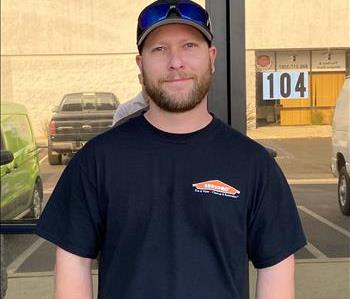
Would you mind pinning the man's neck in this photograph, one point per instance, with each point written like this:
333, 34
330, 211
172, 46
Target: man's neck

········

**TASK DIRECTIONS:** From the first record to the last, transcribe everything exactly but drop the pictures.

**WRITTEN REPLY:**
Would you mind pinning the man's neck in this photograph, one point per instance, with each point written like this:
333, 34
330, 211
172, 46
Target: man's neck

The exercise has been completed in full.